(Requests):
A - Update the part of the regulating battalions text that opens with the words containing "The units therefore" and closes with "for morale checks.", changing each "regulating battalion" to "directing battalion".
B - Answer these questions from the regulating battalions text:
(i) In what year is the advance set?
(ii) Upon which village is the regulating battalion's advance directed?
(iii) What name is given to the die roll used for manoeuvres, combat and morale checks?
C - Please proceed with the regulating battalions text, picking up after its final sentence.

Regulating Battalions

Grand Manoeuvre Napoleonic Wargames Rules.

Example of the use of regulating battalions in the rules.

It is a cold October afternoon in 1805, and orders from the army wing commander, Archduke Ferdinand arrive for the division to advance; they are to “…engage the French on the rising ground to the north around the village of Haslach with all speed.” Some disordering terrain will be encountered in the forth-coming advance; there are a couple of small copses ahead and to the left, a stream with some thickets and bushes along its course. 

All units in the command will take their direction and pace from the regulating battalion; this is the second battalion from the right, in the first treffen (or battle line). This is formed by the division’s first brigade – the second brigade forms the second treffen and the right-hand battalion of this second line will in turn, follow the movements of the regulating battalion of the first line.
The regulating battalion’s advance will be directed upon the village of Haslach. Intending to engage the enemy, the battalions have been deployed to line formation.  The division then is arrayed in two deployed lines of six battalions, including two of grenadiers in the second treffen with skirmishers preceding the grand body taken from each of the first line’s battalions third ranks.

Demonstrating the theory behind the practice; the diagram above shows a regulating battalion directing the advance of its division upon a distant village and the mounted figure denotes the presence of the leading brigade-general.
“Planche XXXI Reglements 1791 Planches CESAT”

The units therefore will follow the movement of the regulating battalion, and according to their orders they will move at full speed. Players move the regulating battalion first, and wherever necessary, at the start of each turn players will roll for each unit to see if it manages either to rally from a previous disorder (perhaps caused by enemy artillery fire), or to determine if it is able to march at full speed across the terrain features without becoming disordered. This procedure also includes the regulating battalion.
If all the units within the command are of the same class and within the same elements of terrain, players may roll for the entire command to perform the manoeuvre successfully.

This die roll is termed the “unit class die roll” and it is used throughout the rules for manoeuvres, combat and for morale checks.

(Recorded data):
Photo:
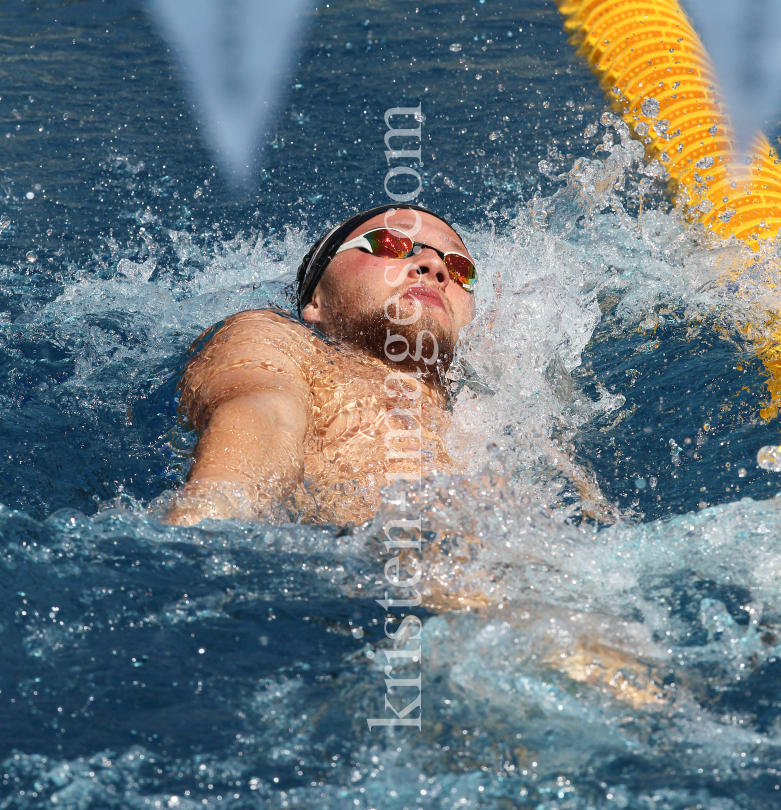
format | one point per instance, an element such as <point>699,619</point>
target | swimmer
<point>308,419</point>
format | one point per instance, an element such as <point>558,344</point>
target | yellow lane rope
<point>654,68</point>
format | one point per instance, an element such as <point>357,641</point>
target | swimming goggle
<point>392,244</point>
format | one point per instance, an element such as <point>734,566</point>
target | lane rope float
<point>656,72</point>
<point>654,68</point>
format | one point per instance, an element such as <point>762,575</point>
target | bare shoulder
<point>248,352</point>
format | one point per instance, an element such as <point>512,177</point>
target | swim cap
<point>313,265</point>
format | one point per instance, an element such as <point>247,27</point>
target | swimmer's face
<point>356,285</point>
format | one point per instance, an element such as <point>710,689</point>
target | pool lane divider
<point>656,72</point>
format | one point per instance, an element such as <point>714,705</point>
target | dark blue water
<point>235,666</point>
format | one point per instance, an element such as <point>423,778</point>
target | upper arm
<point>253,352</point>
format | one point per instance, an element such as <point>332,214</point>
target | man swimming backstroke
<point>310,419</point>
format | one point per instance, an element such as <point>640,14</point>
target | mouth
<point>425,294</point>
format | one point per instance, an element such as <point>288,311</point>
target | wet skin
<point>286,417</point>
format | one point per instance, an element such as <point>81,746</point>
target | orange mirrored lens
<point>389,244</point>
<point>461,270</point>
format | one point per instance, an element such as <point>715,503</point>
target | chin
<point>369,331</point>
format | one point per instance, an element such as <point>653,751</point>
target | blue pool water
<point>231,665</point>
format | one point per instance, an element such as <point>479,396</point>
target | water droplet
<point>769,458</point>
<point>661,127</point>
<point>650,107</point>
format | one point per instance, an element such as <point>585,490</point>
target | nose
<point>428,263</point>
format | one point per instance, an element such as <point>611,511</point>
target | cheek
<point>464,308</point>
<point>358,286</point>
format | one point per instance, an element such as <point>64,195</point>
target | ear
<point>313,311</point>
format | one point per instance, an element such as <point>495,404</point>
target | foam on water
<point>563,667</point>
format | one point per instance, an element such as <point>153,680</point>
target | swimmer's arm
<point>251,406</point>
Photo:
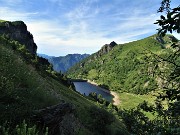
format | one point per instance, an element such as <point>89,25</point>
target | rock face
<point>18,31</point>
<point>59,119</point>
<point>63,63</point>
<point>106,48</point>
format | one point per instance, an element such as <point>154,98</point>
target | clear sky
<point>63,27</point>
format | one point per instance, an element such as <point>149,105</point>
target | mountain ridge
<point>63,63</point>
<point>122,68</point>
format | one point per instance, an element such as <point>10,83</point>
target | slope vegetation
<point>125,67</point>
<point>30,90</point>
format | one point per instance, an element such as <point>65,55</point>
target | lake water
<point>86,88</point>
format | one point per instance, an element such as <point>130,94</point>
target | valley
<point>87,88</point>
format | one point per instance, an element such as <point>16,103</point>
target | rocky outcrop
<point>106,48</point>
<point>59,119</point>
<point>18,31</point>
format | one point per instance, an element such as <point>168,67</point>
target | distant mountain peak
<point>106,48</point>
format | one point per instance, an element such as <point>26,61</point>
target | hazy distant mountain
<point>45,56</point>
<point>123,67</point>
<point>63,63</point>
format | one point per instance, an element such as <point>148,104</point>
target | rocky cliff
<point>18,31</point>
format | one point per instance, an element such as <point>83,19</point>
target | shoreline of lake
<point>116,100</point>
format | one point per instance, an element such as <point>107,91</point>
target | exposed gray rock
<point>18,31</point>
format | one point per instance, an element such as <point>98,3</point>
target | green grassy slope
<point>23,89</point>
<point>125,67</point>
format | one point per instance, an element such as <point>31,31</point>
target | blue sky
<point>63,27</point>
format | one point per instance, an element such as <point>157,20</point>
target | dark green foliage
<point>100,120</point>
<point>124,68</point>
<point>171,22</point>
<point>21,129</point>
<point>63,63</point>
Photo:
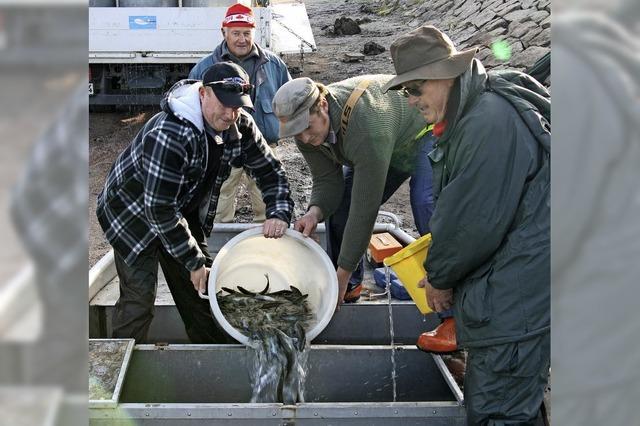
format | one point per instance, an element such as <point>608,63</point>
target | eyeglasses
<point>232,84</point>
<point>410,91</point>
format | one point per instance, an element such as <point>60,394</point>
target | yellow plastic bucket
<point>408,266</point>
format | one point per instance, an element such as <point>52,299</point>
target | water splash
<point>387,276</point>
<point>279,367</point>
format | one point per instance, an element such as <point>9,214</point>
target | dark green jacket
<point>490,226</point>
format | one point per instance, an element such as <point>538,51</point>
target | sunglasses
<point>410,91</point>
<point>232,84</point>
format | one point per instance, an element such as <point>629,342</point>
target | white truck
<point>139,48</point>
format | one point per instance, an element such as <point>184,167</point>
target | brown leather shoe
<point>442,339</point>
<point>353,295</point>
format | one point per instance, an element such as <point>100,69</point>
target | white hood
<point>184,101</point>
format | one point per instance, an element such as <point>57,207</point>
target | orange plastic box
<point>383,245</point>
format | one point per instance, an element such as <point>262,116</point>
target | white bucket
<point>291,260</point>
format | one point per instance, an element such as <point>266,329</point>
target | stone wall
<point>524,25</point>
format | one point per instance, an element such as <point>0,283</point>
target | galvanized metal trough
<point>349,380</point>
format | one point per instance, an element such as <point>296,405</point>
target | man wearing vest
<point>490,253</point>
<point>349,123</point>
<point>267,73</point>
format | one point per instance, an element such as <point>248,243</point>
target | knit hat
<point>230,83</point>
<point>239,15</point>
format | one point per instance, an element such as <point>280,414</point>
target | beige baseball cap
<point>291,105</point>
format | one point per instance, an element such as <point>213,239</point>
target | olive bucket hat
<point>426,53</point>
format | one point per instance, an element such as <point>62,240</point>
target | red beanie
<point>239,15</point>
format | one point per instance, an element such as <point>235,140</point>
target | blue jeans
<point>421,186</point>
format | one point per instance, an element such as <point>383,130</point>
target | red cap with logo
<point>239,15</point>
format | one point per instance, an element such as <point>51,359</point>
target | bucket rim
<point>289,233</point>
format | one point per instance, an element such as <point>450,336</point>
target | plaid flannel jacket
<point>156,176</point>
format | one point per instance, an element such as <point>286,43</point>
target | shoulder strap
<point>351,102</point>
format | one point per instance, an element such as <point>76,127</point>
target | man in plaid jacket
<point>160,198</point>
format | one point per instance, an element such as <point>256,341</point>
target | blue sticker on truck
<point>142,23</point>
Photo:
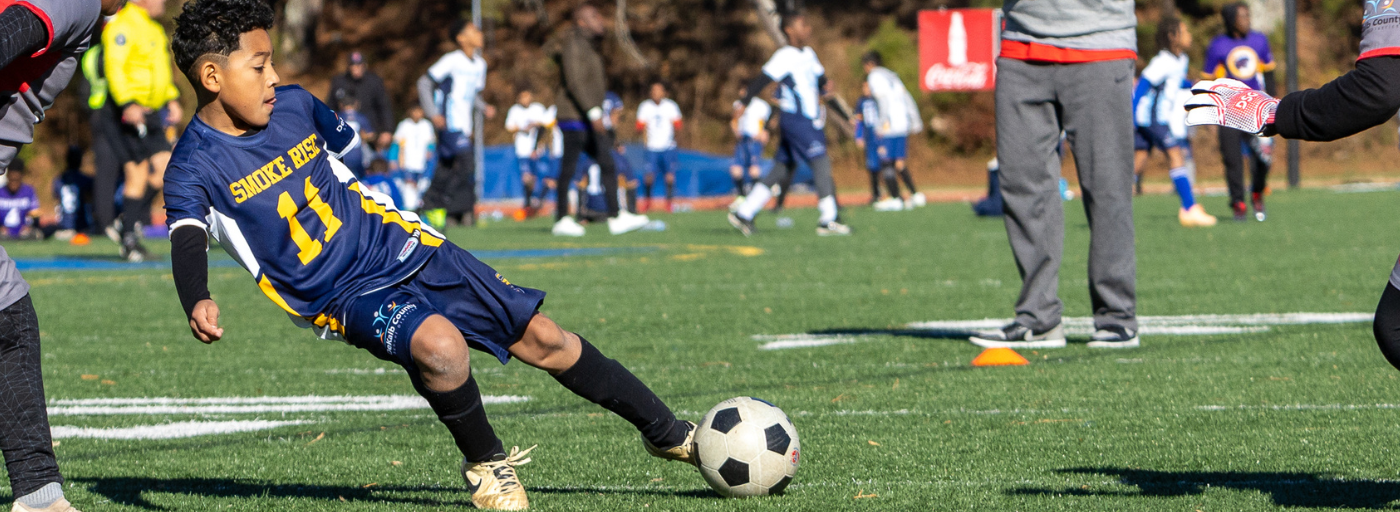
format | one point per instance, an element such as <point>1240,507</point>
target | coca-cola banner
<point>958,49</point>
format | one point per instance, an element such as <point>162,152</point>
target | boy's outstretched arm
<point>1362,98</point>
<point>189,265</point>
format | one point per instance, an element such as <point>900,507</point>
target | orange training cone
<point>998,357</point>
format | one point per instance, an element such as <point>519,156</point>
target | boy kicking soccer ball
<point>256,169</point>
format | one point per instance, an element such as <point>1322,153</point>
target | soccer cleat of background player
<point>258,171</point>
<point>1362,98</point>
<point>1161,121</point>
<point>801,87</point>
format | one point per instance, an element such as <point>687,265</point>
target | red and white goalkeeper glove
<point>1231,104</point>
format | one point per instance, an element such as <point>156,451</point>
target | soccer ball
<point>746,448</point>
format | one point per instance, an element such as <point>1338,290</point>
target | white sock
<point>828,209</point>
<point>44,497</point>
<point>755,202</point>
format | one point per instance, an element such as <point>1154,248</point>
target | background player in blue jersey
<point>256,169</point>
<point>867,115</point>
<point>802,87</point>
<point>41,42</point>
<point>1159,118</point>
<point>1242,53</point>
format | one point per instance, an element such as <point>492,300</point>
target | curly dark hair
<point>213,27</point>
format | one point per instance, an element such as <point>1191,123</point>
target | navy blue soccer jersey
<point>283,204</point>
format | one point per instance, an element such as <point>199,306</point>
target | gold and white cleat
<point>685,452</point>
<point>494,484</point>
<point>1194,217</point>
<point>62,505</point>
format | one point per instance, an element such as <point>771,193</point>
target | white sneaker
<point>919,199</point>
<point>626,221</point>
<point>569,227</point>
<point>889,204</point>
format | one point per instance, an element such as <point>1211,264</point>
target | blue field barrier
<point>699,175</point>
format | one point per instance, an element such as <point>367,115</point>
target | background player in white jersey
<point>41,42</point>
<point>527,121</point>
<point>660,118</point>
<point>1159,118</point>
<point>898,119</point>
<point>802,86</point>
<point>751,132</point>
<point>450,93</point>
<point>870,141</point>
<point>415,137</point>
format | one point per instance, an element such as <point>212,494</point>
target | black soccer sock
<point>146,204</point>
<point>461,411</point>
<point>1388,325</point>
<point>608,384</point>
<point>24,421</point>
<point>130,214</point>
<point>891,182</point>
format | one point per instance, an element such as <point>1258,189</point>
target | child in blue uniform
<point>258,171</point>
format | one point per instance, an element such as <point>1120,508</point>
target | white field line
<point>259,404</point>
<point>1182,325</point>
<point>170,431</point>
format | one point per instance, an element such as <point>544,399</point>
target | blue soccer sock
<point>1183,186</point>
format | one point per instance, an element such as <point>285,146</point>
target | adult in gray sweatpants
<point>1067,65</point>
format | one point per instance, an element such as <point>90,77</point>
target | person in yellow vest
<point>139,76</point>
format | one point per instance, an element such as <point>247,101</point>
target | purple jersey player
<point>39,46</point>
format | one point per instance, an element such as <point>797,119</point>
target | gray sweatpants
<point>1092,102</point>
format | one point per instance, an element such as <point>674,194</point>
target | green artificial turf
<point>1291,417</point>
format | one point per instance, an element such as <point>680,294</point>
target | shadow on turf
<point>130,491</point>
<point>1285,488</point>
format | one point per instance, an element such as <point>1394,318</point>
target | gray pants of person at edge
<point>1092,102</point>
<point>821,176</point>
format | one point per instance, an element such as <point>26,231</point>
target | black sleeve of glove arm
<point>1355,101</point>
<point>756,87</point>
<point>189,265</point>
<point>21,32</point>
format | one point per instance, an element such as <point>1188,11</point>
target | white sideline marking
<point>258,404</point>
<point>1182,325</point>
<point>170,431</point>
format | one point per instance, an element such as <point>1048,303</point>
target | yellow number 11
<point>287,209</point>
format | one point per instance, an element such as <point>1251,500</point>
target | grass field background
<point>1297,416</point>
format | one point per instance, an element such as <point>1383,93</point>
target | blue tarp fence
<point>699,175</point>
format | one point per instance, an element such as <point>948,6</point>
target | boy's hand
<point>1231,104</point>
<point>203,322</point>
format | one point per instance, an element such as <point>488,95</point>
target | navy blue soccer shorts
<point>661,162</point>
<point>1155,136</point>
<point>746,153</point>
<point>490,312</point>
<point>896,147</point>
<point>801,140</point>
<point>872,155</point>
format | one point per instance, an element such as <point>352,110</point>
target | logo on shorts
<point>410,245</point>
<point>388,319</point>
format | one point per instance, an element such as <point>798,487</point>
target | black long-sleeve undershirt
<point>189,266</point>
<point>21,32</point>
<point>1355,101</point>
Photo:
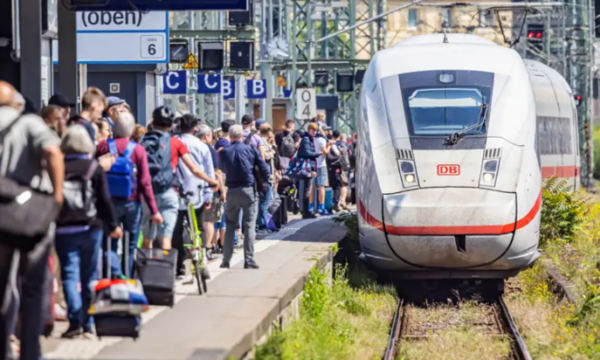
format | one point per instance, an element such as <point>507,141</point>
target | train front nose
<point>449,227</point>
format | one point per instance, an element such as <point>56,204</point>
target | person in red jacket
<point>129,211</point>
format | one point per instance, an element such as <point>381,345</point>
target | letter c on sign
<point>169,84</point>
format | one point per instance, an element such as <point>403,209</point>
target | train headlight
<point>488,177</point>
<point>408,173</point>
<point>489,172</point>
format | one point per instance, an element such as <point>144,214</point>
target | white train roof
<point>429,52</point>
<point>439,38</point>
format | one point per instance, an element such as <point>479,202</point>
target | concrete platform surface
<point>237,311</point>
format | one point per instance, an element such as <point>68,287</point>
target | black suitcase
<point>118,324</point>
<point>285,199</point>
<point>156,269</point>
<point>275,209</point>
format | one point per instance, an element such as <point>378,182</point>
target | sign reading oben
<point>121,37</point>
<point>306,104</point>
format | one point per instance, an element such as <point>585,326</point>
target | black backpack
<point>79,198</point>
<point>288,146</point>
<point>158,146</point>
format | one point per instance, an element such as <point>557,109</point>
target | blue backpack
<point>158,146</point>
<point>121,177</point>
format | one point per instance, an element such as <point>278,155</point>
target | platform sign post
<point>306,104</point>
<point>121,37</point>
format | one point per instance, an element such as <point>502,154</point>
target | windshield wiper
<point>455,138</point>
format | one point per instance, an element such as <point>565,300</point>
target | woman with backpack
<point>79,227</point>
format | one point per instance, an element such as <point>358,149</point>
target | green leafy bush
<point>563,211</point>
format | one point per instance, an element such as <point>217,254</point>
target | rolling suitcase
<point>156,269</point>
<point>329,199</point>
<point>117,323</point>
<point>49,299</point>
<point>275,209</point>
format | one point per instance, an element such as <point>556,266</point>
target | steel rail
<point>390,351</point>
<point>520,350</point>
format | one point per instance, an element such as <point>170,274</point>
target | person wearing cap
<point>250,131</point>
<point>115,106</point>
<point>59,99</point>
<point>78,241</point>
<point>323,147</point>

(Results of the exercise):
A -
The units therefore will follow the movement of the directing battalion, and according to their orders they will move at full speed. Players move the directing battalion first, and wherever necessary, at the start of each turn players will roll for each unit to see if it manages either to rally from a previous disorder (perhaps caused by enemy artillery fire), or to determine if it is able to march at full speed across the terrain features without becoming disordered. This procedure also includes the directing battalion.
If all the units within the command are of the same class and within the same elements of terrain, players may roll for the entire command to perform the manoeuvre successfully.

This die roll is termed the “unit class die roll” and it is used throughout the rules for manoeuvres, combat and for morale checks.

B -
(i) 1805
(ii) Haslach
(iii) The "unit class die roll"

C -
On the line of their march, a stream lies in the path of the two battalions on the left flank, (this is known as the reverse flank) and these units are required to roll to see if they are disordered in their attempts to “step out” whilst crossing the feature.

Entering the normal range of the French artillery, the battalion at the end of the first line is disordered. At the start of the next turn the battalion must roll its unit die roll once to see if BOTH the disorder is removed AND (because it must cross a stream) that the battalion will be able to move at full speed to catch up with the rest of the line.

If it fails the test it moves at full speed, but it ends the movement phase in disorder.

Having come under some artillery fire prior to closing with the French infantry arrayed in front of the village of Haslach, unexpectedly, from some dead ground on the French left, and whose advance was covered by a copse of trees, a small body of hussars move forward to attack the Austrian right.

This movement had not been observed by the Austrian brigade general and so it is left to the reactions of the individually surprised battalions there to attempt to form squares.

If the French cavalry had been visible to the brigade general, then the command could have been halted and all battalions in the grand body could have followed the action of the regulating battalion by forming squares. Alternatively, the option would also exist to remain in line and engage the cavalry.

Using their bonus movement into contact, the French cavalry is able to contact the second battalion of the first line. Each unit so contacted, must roll a new manoeuvre test to see if it manages to form square.

The Austrian player acting as the battalion commander believes that he has a good chance of forming square to repulse the attack and possibly cause damage to the light horse.

For the test there are two modifiers which apply; a +1 for skirmishers are covering the infantry’s advance, and a -1 for the cavalry having emerged from dead ground.

These modifiers cancel each other out and so it is a straight test using the battalion’s unit class die roll. The battalion’s skirmishers are removed from play as they attempt to rejoin their parent battalion. The unit, which is and trained one, fails the test with a roll a “2”.

Another game example from the battle of Amstetten. Oudinot`s Grenadiers arrayed to attack the Austro-Russian rearguard under the command of Bagration. The brigade generals are at the right of their brigades with each of the lines of brigades in columns of attack. Oudinot is centrally placed, on the division’s second line. 5th Corps Commander, Lannes is positioned to the rear, close to Oudinot`s reserve brigade.

The French player then declares that the cavalry had orders to engage, which included an added instruction for a feint charge, but previously in the turn, he had in this case, rolled for the initiative to actually charge the advancing infantry.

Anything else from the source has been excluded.